• _Excerpt provided_:
+ + +

And people who buy into this "monthly payment juggling" lifestyle pay a lot in fees, in terms of interest, loan fees, points, management fees, etc. to bankers for every aspect of their lifestyle - every purchase has a little 5% ding that goes to their finance company overlords, whether it be the credit card people (even if you don't carry a balance, the merchant has to pay the bankers a fee!) the mortgage people, or those nice folks at the mutual fund place.
To some extent, you can't escape it. But you can at least minimize its effects by being as debt-free as possible, having a plan to become totally debt-free, and by minimizing load fees on your investments.
So, should you invest while in debt? There is no black and white answer to this, I think. But I have some personal guidelines I would use today.
1. If you have high-interest rate debt such as credit cards or consumer loans or auto loans, paying these down should be a priority. There is little point in putting money into investments that earn maybe 7% rate of return on a good day, if you are paying interest charges of 8% to 25% on consumer loans, credit cards, or the like. You are not running in place, but falling behind.

+ + +

• _Records provided_:

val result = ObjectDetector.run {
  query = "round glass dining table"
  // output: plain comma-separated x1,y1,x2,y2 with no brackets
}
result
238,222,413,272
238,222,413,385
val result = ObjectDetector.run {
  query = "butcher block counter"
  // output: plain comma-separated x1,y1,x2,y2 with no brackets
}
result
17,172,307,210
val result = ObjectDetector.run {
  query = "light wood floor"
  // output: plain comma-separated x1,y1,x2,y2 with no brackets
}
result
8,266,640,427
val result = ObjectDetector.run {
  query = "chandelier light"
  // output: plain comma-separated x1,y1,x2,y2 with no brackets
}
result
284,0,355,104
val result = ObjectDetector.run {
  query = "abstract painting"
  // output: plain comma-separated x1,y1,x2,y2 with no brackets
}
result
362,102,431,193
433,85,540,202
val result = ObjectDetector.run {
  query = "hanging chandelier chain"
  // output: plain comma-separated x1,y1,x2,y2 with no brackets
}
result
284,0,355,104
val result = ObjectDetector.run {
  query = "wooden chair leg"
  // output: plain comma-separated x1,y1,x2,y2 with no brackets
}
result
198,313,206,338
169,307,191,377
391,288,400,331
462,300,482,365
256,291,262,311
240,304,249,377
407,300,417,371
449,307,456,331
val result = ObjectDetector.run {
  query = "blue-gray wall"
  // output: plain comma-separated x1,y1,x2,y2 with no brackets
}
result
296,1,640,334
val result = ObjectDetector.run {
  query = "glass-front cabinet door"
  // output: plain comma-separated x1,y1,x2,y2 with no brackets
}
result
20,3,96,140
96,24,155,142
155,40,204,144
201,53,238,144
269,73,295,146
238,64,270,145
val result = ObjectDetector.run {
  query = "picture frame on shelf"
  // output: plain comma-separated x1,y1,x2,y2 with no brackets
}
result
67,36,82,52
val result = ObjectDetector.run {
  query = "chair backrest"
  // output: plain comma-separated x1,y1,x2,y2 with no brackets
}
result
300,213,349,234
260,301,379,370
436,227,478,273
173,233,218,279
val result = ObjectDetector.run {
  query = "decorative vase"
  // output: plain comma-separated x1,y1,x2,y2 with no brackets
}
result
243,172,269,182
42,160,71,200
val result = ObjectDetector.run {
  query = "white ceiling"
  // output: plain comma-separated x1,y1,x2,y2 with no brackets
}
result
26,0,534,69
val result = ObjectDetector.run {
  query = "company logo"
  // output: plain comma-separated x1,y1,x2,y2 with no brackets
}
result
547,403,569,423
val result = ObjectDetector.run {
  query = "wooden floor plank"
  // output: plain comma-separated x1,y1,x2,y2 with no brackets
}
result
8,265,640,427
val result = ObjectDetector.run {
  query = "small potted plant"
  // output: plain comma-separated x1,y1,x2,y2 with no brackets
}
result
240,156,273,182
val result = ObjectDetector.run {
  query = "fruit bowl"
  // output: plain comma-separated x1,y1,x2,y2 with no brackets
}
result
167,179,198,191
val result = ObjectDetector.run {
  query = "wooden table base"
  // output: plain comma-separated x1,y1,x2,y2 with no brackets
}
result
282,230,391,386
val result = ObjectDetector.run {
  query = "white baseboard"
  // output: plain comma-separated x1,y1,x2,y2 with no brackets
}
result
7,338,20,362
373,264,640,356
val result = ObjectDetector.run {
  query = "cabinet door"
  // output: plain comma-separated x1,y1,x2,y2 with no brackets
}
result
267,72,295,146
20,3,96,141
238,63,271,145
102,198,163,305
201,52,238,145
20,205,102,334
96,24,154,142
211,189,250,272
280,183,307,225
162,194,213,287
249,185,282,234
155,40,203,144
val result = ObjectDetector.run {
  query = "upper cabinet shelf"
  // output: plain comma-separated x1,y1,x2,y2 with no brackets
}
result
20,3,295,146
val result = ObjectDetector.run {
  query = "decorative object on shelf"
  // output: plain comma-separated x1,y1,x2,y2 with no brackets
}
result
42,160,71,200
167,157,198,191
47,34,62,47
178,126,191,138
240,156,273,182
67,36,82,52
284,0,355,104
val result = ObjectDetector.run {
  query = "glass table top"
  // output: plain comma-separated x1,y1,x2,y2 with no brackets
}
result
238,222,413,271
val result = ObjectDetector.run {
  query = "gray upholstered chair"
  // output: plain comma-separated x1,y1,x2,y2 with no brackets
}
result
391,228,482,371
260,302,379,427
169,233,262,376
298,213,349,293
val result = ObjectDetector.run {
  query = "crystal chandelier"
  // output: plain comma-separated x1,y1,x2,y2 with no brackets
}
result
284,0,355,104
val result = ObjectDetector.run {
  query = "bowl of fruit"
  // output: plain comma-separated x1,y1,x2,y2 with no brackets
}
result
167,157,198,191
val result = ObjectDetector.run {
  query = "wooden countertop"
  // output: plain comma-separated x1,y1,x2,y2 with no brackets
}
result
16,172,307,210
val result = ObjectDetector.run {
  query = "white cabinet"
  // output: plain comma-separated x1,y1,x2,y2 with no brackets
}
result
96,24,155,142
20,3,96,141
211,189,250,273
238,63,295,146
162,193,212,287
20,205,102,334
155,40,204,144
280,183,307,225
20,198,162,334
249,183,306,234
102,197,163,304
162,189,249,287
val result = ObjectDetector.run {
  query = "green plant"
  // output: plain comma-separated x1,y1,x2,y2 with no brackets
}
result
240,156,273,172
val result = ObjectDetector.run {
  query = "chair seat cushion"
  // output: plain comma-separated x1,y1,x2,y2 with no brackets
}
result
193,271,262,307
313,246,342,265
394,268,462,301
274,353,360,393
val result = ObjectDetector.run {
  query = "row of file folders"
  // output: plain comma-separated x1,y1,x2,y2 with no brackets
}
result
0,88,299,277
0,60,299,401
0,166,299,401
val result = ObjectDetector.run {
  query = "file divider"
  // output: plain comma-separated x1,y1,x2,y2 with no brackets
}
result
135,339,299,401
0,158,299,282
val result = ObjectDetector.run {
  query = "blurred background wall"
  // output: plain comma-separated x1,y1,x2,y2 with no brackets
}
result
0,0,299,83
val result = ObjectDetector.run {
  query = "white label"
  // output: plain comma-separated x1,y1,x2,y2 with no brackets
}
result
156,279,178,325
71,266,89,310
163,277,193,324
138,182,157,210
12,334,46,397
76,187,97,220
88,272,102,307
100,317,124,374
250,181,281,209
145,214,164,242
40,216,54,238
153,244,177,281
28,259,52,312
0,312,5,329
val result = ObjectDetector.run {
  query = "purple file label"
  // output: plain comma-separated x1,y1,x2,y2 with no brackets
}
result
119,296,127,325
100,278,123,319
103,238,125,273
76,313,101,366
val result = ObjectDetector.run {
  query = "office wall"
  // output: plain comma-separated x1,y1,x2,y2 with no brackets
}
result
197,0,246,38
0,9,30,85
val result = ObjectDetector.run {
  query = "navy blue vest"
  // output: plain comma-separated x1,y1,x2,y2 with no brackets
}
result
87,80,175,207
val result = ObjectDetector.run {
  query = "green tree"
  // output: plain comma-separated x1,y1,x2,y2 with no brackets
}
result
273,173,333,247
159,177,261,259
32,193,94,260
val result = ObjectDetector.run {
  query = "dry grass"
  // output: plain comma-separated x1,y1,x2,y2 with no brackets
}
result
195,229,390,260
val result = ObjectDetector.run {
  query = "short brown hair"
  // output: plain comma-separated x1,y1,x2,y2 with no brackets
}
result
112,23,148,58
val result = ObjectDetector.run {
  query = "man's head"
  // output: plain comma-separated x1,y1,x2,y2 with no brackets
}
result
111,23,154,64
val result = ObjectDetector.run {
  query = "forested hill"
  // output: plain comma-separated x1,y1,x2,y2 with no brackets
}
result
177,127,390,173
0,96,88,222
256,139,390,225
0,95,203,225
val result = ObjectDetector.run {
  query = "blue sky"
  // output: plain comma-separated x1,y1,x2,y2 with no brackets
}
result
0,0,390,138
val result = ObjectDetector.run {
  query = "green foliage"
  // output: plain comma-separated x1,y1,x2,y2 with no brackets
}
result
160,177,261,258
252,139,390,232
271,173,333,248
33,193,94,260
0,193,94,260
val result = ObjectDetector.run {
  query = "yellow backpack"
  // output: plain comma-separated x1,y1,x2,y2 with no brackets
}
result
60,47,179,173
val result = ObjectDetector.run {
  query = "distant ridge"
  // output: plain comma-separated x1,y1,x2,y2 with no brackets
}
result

+ + +

• _Assignment 1_: According to the excerpt on investing while in debt, what range of interest charges might someone pay on consumer loans and credit cards?
• _Assignment 2_: Write the next part of the excerpt on investing while in debt, picking up after its final sentence.
The records come from a different source than the excerpt.

• _Response area 1_: 8% to 25%.

• _Response area 2_:
2. If you have tax deductible, low-interest debt, such as mortgage debt or student loan debt, it may "make sense" to invest in your 401(k), as the rate of return on that investment may exceed the interest rate on your debts. And with the tax deductions on either end, the delta may be effectively higher. but never confuse a deduction with making money - deductions only ameliorate losses, not relieve them entirely.
3. If your net worth is decreasing (e.g. your debt load is increasing) while you are investing, then you are merely borrowing money to invest. Borrowing money to invest is very tricky and difficult and should be left to professionals. If your investments go sour, you still have to pay back that money! So while you may not see a direct connection between your VISA bill and your 401(k), there is one. If your VISA balance is increasing every month, while at the same time you are investing, it simply means that you are living beyond your means - and that investment money is, in effect, being borrowed on your credit card, which is idiotic.
So what does this mean? Some folks, of course, would take this the entirely wrong way, and use what I have said here as an excuse to not invest at all, and instead spend more on their credit card. But that is not what I am saying.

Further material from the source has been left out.